III Domingo de Adviento, Ciclo C

Lc 3, 10-18

Autor: Padre Antonio Díaz Tortajada

 

 

SSo 3, 14-18a
Salmo (Is 12,2-6)
Fil 4, 4-7
Lc 3, 10-18

1. La liturgia de la palabra constituye hoy, en relación con otros textos litúrgicos de este domingo, un pregón de alegría evangélica. Es, además, la alegría de quien se sabe destinado al encuentro con Jesucristo en su segunda venida.
La próxima Navidad nos proclamará el misterio del Emmanuel –Dios con nosotros-- y la posibilidad que el misterio de Cristo nos ofrece: La alegría de vivir ahora en la más entrañable intimidad con Él en su Iglesia a través de su liturgia.

2.- En los días amargos de la cautividad de Babilonia, el Espíritu puso en los labios de Sofonías un mensaje de esperanza para su pueblo: Dios mismo habitará entre sus elegidos.
El profeta subraya la responsabilidad de los dirigentes del pueblo: Sacerdotes y profetas son acusados severamente, pues se les atribuye la corrupción en las diversas clases del pueblo. Pero también el pueblo es culpable. Solo hay, pues, un remedio: La conversión, que se traduce en la observancia de las normas de la ley. Justicia para con todos, que no se oprima a los débiles, sino que se preste ayuda a los pobres, respeto a los extranjeros, puntual cumplimiento de los deberes del culto para con Dios.
De este modo se restablecerá la amorosa relación entre Dios y su pueblo, como en los años más felices de la historia de Israel. El tono de estas palabras hace resaltar más la alegría que Dios prepara a su pueblo elegido. El Señor nos ama infinitamente y nos ayuda en todas nuestras necesidades. El Señor está cerca.
Éste es el mismo Salvador que nació en Belén hace unos dos mil años. Es el mismo que esperamos hoy como libertador en su segunda venida, al fin de los tiempos. Es el mismo que “transformará nuestra condición humilde, según el modelo de su condición gloriosa”.
Es El, con toda su fuerza, quien se ha decidido a salvarnos. El nos ama y se alegra con el hecho de estar en medio de nosotros. No hay, pues, en este tiempo de Adviento, motivo de temor, de tristeza o de desesperanza, nos dice el profeta.

* **DATOS PARA PROCESAR**:
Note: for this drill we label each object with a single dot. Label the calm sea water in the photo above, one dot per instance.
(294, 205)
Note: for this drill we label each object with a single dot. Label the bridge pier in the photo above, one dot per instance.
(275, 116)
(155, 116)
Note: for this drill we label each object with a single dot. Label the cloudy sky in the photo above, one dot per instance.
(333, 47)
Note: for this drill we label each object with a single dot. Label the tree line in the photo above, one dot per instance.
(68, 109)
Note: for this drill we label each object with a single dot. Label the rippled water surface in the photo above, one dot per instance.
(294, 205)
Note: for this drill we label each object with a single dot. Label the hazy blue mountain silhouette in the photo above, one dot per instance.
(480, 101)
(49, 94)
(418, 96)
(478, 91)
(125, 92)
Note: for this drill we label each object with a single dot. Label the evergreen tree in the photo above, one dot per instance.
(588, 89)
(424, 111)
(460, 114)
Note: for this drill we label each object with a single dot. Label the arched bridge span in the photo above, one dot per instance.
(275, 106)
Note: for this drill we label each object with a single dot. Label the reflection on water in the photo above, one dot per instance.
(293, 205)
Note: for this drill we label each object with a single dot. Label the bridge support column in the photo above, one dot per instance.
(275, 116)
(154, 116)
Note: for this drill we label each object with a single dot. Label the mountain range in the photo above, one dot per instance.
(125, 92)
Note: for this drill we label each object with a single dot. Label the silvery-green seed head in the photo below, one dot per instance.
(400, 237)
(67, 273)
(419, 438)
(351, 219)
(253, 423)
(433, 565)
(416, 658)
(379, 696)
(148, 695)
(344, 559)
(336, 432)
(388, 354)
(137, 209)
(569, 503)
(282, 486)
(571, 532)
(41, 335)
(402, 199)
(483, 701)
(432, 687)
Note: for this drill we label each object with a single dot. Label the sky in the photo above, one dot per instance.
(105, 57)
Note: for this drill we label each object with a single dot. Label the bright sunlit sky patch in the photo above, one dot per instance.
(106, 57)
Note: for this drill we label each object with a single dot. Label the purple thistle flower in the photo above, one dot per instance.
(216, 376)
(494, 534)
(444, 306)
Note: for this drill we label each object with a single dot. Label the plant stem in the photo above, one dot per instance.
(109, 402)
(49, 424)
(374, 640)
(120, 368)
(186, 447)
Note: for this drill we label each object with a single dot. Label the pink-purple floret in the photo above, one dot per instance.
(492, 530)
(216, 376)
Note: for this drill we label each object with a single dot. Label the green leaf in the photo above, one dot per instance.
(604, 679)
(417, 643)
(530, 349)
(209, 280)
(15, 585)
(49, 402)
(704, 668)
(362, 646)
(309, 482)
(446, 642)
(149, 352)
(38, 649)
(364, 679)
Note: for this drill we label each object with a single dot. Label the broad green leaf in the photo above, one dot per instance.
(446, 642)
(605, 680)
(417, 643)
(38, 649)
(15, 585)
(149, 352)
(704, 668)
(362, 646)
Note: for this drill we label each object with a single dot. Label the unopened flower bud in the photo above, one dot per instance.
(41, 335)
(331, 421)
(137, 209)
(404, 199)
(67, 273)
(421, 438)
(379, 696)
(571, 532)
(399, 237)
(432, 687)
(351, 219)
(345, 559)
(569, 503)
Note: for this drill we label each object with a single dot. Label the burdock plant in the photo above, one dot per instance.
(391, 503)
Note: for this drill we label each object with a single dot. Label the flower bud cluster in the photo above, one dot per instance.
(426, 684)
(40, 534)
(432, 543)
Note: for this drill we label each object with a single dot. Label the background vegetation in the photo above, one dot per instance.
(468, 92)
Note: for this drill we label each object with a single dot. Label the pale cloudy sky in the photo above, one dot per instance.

* **RETOS**:
1) Según el texto sobre el III Domingo de Adviento, ¿en labios de qué profeta puso el Espíritu un mensaje de esperanza durante la cautividad de Babilonia?
2) Repite sin cambios el tramo del listado que va desde la línea que contiene "Label the burdock" hasta el final del listado, con ambos extremos incluidos.
El texto y el listado proceden de fuentes distintas.

* **EJERCICIO RESUELTO**:
1) En los labios de Sofonías.

2)
Note: for this drill we label each object with a single dot. Label the burdock plant in the photo above, one dot per instance.
(391, 503)
Note: for this drill we label each object with a single dot. Label the flower bud cluster in the photo above, one dot per instance.
(426, 684)
(40, 534)
(432, 543)
Note: for this drill we label each object with a single dot. Label the background vegetation in the photo above, one dot per instance.
(468, 92)
Note: for this drill we label each object with a single dot. Label the pale cloudy sky in the photo above, one dot per instance.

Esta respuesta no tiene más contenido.